[Stored data entries]
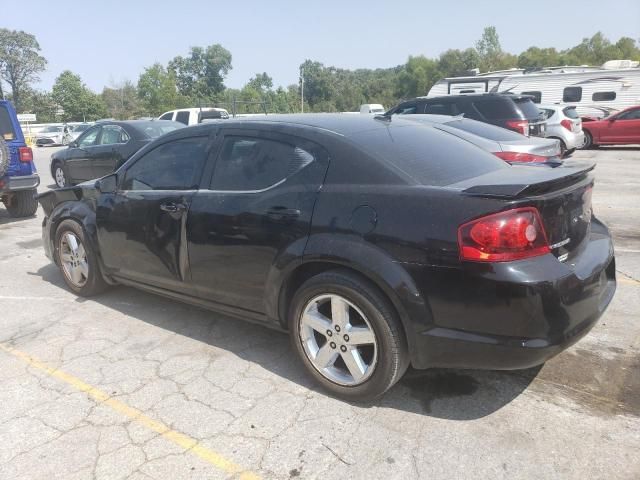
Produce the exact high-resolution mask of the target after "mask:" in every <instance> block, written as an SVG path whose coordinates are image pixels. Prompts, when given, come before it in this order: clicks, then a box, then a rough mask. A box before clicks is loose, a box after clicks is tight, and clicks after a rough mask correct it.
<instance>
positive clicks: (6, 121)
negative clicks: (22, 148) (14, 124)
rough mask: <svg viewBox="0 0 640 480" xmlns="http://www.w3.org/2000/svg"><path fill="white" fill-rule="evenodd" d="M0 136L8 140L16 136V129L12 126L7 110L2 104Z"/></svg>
mask: <svg viewBox="0 0 640 480" xmlns="http://www.w3.org/2000/svg"><path fill="white" fill-rule="evenodd" d="M0 136H1V137H2V138H3V139H4V140H6V141H8V142H10V141H11V140H15V138H16V131H15V130H14V128H13V122H12V121H11V117H10V116H9V110H7V107H5V106H4V105H0Z"/></svg>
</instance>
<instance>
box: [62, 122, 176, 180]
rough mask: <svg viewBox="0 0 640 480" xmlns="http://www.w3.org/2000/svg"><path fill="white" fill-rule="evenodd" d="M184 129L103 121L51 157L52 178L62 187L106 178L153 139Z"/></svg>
mask: <svg viewBox="0 0 640 480" xmlns="http://www.w3.org/2000/svg"><path fill="white" fill-rule="evenodd" d="M183 127H184V125H183V124H181V123H177V122H170V121H166V120H153V121H146V120H131V121H125V122H116V121H108V122H99V123H97V124H96V125H94V126H93V127H90V128H88V129H87V130H85V131H84V133H83V134H82V135H80V136H79V137H78V139H77V140H75V141H72V142H70V143H69V147H68V148H66V149H65V150H60V151H58V152H56V153H54V154H53V155H51V176H53V179H54V180H55V182H56V185H57V186H58V187H65V186H69V185H75V184H78V183H81V182H85V181H87V180H91V179H93V178H100V177H103V176H105V175H108V174H109V173H112V172H113V171H114V170H116V169H117V168H118V167H120V166H121V165H122V164H123V163H124V162H126V161H127V160H128V159H129V157H131V155H133V154H134V153H136V152H137V151H138V150H140V148H142V147H143V146H144V145H146V144H147V143H149V142H150V141H151V140H153V139H155V138H157V137H159V136H161V135H163V134H165V133H168V132H172V131H173V130H177V129H178V128H183Z"/></svg>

Directions = The required output is a copy of each line in the records where the string "instance" occurs.

Answer section =
Produce the exact high-resolution mask of the target after "mask:" in every <instance> block, written as an SVG path whose coordinates are image pixels. Prompts, when given, come before it in this order: clicks, then a box, then a rough mask. A box before clicks is loose, a box after clicks is tight, and clicks after a rough mask correct it.
<instance>
</instance>
<instance>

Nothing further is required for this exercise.